Write out the full listing again. Make no alterations.

- Opening Delimiter -

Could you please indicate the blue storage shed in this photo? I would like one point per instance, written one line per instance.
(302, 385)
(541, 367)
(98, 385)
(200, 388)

- Closing Delimiter -

• **THE ANSWER**
Could you please indicate the blue storage shed in this photo? I would like one point per instance, written one line per instance.
(302, 385)
(541, 367)
(98, 385)
(200, 388)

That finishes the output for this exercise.